TASK REQUIREMENTS –
Rewrite the listing starting at the beginning and ending at the line that contains "point(263, 248)", swapping "clock face" for "clock dial" and keeping everything else the same.

(Part of a data file)

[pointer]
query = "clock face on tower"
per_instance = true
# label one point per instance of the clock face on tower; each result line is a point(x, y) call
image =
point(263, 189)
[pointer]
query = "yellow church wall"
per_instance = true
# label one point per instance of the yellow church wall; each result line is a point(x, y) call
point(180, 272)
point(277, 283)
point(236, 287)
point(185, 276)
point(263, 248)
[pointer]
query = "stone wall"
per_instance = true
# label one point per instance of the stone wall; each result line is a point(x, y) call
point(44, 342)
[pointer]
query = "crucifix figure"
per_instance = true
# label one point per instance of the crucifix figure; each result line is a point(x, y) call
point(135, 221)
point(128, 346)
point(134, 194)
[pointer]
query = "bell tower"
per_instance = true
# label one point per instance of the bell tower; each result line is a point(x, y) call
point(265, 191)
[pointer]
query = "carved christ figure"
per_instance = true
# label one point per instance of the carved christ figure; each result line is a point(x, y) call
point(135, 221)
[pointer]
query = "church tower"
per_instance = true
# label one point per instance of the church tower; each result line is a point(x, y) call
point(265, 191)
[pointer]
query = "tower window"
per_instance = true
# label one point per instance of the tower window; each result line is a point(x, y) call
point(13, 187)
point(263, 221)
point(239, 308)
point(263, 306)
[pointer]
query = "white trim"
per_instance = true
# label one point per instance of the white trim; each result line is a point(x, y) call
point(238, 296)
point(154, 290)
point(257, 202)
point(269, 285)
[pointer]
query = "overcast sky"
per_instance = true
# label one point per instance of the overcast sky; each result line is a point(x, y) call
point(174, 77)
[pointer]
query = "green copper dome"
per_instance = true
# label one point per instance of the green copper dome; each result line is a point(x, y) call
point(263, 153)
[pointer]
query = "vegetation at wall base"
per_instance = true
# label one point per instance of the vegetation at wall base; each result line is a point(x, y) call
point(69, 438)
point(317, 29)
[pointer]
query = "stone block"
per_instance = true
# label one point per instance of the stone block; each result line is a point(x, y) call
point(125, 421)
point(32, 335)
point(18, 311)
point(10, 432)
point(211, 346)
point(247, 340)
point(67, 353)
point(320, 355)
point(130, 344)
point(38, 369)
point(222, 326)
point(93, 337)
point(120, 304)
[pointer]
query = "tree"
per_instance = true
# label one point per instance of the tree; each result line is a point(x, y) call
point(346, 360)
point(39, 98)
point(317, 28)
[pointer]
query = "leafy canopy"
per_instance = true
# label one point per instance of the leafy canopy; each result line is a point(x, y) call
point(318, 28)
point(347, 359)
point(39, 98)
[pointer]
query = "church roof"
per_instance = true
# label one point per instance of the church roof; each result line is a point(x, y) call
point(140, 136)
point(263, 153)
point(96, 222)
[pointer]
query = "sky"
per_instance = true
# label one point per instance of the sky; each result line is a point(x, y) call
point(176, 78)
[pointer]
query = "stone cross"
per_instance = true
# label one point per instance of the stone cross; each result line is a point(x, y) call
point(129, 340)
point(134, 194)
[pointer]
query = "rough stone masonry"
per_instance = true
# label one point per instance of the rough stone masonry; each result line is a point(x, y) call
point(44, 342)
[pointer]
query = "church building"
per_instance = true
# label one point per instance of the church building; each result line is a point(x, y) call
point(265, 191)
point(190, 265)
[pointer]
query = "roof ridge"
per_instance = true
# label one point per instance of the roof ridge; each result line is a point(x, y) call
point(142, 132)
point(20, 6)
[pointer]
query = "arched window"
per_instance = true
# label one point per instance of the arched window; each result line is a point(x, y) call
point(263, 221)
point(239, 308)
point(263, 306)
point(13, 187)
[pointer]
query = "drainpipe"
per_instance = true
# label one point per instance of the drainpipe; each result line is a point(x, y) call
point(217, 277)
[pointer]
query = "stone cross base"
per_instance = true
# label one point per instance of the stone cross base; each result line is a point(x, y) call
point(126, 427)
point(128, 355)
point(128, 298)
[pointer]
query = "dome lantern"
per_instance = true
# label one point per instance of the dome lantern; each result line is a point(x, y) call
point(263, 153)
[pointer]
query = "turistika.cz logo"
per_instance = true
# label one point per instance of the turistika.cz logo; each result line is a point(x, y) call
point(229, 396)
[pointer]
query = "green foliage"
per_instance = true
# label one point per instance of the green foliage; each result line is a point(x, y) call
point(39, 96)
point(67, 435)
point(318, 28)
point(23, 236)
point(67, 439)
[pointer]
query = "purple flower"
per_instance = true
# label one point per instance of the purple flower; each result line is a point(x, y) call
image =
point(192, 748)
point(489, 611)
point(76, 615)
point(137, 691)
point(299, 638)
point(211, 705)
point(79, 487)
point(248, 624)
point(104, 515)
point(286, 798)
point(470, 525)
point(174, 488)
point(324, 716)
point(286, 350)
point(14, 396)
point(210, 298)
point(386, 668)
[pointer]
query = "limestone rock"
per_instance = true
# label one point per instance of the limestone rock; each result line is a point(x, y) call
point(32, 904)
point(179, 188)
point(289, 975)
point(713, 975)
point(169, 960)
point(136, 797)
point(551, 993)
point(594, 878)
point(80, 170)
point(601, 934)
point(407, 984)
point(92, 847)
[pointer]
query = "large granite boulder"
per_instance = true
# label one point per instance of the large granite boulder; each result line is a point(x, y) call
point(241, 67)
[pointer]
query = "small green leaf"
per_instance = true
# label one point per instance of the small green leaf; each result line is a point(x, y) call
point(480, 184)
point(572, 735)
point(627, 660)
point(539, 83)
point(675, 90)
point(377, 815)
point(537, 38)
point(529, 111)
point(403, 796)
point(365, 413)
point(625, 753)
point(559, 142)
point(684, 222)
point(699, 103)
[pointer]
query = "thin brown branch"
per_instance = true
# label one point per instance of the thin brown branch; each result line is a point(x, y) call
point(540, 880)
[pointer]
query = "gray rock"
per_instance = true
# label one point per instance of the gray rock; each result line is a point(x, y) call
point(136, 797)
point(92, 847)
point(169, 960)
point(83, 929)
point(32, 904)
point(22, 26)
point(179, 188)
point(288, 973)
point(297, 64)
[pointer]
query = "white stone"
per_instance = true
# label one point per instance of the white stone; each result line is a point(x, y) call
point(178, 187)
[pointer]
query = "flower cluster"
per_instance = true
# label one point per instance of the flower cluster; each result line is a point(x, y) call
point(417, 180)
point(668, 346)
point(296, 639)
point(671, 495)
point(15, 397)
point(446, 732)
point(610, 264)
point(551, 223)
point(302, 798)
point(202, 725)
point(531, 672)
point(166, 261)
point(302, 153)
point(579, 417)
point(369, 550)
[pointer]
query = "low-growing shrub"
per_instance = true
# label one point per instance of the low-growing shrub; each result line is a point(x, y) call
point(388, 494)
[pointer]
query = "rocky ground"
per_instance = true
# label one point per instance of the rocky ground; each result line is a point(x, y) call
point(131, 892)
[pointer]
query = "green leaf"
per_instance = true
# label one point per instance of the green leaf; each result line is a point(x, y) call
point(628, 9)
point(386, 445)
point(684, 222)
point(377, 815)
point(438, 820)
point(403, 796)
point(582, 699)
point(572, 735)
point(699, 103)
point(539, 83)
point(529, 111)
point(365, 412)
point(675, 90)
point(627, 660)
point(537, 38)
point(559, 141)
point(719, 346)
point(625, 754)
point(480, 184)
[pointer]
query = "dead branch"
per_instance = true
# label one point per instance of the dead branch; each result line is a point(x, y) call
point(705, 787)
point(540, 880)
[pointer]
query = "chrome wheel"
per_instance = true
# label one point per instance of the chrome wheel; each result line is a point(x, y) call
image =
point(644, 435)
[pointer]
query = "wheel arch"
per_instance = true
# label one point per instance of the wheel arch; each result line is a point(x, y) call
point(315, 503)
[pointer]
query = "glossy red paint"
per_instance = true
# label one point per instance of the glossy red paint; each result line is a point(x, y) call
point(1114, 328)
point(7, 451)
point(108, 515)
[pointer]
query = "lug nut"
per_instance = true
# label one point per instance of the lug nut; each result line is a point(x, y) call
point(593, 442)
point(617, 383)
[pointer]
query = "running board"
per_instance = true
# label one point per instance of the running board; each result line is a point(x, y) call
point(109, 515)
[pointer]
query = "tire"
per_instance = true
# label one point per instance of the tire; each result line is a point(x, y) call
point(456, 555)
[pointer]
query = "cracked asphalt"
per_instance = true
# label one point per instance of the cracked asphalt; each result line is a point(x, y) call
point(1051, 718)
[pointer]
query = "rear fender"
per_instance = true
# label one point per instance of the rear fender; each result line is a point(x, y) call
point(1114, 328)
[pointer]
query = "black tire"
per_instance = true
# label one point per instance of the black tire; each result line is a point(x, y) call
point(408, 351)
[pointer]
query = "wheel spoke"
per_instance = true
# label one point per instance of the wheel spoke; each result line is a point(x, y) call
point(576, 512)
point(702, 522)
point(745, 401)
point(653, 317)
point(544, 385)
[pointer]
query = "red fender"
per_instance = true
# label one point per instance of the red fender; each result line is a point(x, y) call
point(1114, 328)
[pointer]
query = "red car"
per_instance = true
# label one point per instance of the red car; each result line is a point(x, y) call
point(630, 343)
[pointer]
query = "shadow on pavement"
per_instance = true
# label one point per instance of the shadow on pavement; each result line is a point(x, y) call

ANSWER FOR THIS EXERCISE –
[pointer]
query = "clock dial on tower"
per_instance = true
# label one point per instance of the clock dial on tower; each result line is a point(x, y) call
image =
point(263, 189)
[pointer]
query = "yellow church wall"
per_instance = true
# label one point per instance of the yellow church wall; each result line is a point(x, y) call
point(180, 272)
point(277, 283)
point(236, 287)
point(185, 276)
point(263, 248)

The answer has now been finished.